• **EXERCISE AIM**: Starting at the line with "Would you point out the chopped" in it, reproduce each line below through the last one, exactly, and include nothing else.

Dataset excerpts
++++++++

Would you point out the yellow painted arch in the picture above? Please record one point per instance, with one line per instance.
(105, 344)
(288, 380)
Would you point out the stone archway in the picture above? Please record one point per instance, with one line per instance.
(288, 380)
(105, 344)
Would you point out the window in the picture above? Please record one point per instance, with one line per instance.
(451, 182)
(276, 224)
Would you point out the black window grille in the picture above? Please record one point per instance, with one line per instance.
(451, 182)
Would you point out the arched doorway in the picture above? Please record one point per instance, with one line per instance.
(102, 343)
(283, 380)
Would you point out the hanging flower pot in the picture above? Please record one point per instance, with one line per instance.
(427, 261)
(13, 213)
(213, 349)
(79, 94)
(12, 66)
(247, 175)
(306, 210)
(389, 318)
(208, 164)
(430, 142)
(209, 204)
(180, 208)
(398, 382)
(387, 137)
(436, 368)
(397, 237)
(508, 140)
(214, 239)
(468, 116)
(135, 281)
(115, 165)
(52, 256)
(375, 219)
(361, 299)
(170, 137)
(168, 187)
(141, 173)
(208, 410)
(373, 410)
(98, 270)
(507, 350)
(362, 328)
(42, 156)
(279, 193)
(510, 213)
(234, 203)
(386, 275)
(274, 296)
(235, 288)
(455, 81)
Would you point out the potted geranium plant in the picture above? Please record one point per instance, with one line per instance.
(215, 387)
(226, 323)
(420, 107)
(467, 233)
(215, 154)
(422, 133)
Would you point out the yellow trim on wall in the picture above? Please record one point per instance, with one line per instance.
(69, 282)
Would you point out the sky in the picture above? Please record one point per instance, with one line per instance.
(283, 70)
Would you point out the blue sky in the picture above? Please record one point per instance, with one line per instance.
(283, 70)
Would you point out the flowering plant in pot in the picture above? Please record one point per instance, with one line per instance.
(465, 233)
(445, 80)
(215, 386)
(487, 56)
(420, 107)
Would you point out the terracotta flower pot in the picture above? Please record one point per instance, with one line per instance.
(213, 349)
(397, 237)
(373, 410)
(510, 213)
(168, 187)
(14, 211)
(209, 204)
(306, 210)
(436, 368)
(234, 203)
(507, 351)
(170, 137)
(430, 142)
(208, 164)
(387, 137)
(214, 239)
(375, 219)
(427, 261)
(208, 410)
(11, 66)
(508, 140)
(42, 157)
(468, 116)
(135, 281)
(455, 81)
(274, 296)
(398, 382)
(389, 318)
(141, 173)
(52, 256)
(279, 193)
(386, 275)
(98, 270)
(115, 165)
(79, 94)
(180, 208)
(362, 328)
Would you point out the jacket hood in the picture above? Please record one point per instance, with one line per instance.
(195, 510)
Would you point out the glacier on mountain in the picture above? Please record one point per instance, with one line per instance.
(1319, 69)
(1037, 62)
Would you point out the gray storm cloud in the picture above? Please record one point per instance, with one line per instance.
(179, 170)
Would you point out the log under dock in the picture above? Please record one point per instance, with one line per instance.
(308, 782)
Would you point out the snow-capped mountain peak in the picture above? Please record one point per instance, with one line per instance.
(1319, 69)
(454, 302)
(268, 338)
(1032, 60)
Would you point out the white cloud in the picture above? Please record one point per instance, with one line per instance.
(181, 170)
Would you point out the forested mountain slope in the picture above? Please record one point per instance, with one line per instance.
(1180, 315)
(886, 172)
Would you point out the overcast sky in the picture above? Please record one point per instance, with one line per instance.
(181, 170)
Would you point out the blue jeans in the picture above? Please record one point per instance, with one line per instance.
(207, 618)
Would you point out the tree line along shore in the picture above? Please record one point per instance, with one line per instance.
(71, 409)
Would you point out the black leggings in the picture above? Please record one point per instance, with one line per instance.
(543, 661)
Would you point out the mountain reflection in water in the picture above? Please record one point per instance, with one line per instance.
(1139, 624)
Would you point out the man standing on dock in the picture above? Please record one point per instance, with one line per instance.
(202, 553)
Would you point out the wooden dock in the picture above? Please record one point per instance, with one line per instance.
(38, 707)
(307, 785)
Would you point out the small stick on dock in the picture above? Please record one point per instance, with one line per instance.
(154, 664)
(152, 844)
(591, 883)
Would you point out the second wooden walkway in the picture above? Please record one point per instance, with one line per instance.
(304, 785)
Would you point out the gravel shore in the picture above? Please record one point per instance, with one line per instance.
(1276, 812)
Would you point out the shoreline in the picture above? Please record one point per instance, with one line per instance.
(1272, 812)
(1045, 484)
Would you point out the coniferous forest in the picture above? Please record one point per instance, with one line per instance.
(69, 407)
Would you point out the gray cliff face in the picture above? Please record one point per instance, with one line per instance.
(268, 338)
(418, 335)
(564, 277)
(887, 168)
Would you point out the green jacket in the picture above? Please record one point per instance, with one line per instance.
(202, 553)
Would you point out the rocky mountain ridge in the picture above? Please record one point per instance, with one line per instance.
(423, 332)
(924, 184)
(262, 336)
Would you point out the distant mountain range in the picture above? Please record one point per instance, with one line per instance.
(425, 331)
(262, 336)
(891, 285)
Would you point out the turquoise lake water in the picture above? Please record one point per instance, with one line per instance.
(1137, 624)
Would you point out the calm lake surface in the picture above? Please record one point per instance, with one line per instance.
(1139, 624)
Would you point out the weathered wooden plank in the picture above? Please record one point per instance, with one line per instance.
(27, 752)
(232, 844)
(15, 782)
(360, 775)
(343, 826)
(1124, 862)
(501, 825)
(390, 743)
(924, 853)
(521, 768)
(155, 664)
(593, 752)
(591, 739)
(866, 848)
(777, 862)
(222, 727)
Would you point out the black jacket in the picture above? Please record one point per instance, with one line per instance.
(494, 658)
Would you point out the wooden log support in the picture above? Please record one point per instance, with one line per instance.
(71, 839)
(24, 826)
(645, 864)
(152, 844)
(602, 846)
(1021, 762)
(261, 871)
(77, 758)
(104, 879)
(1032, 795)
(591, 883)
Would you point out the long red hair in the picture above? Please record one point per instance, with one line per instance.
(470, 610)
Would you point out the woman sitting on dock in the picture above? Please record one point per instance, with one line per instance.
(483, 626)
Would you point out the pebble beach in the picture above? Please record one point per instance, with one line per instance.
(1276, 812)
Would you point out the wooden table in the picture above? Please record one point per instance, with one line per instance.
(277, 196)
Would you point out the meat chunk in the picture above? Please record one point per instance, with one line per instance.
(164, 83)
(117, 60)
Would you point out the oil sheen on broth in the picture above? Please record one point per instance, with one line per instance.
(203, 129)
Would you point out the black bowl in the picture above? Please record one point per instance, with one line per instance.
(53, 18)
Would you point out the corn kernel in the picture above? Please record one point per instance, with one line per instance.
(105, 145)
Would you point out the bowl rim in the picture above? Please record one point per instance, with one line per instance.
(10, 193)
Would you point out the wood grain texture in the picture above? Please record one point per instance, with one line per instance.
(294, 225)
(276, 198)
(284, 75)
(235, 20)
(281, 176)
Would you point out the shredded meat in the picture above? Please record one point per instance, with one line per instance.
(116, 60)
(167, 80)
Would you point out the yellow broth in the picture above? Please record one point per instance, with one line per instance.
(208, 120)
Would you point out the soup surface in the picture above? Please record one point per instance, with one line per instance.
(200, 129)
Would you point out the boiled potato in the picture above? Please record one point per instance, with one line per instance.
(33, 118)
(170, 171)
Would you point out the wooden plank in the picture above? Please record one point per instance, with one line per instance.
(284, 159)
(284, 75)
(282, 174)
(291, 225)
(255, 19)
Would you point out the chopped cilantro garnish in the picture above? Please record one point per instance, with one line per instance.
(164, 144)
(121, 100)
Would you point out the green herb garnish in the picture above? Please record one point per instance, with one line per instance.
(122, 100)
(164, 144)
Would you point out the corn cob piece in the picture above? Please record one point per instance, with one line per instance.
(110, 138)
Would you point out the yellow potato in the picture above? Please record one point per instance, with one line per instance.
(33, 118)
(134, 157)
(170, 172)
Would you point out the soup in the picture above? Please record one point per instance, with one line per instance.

++++++++

• **YOUR SOLUTION**:
Would you point out the chopped cilantro garnish in the picture above? Please record one point per instance, with one line per instance.
(164, 144)
(121, 100)
Would you point out the green herb garnish in the picture above? Please record one point per instance, with one line per instance.
(122, 100)
(164, 144)
Would you point out the corn cob piece in the picture above? Please record one point per instance, with one line per instance.
(110, 138)
Would you point out the yellow potato in the picture above? Please record one point per instance, with one line per instance.
(33, 118)
(134, 157)
(170, 172)
Would you point out the soup in the picture above? Please record one point per instance, with one line per instance.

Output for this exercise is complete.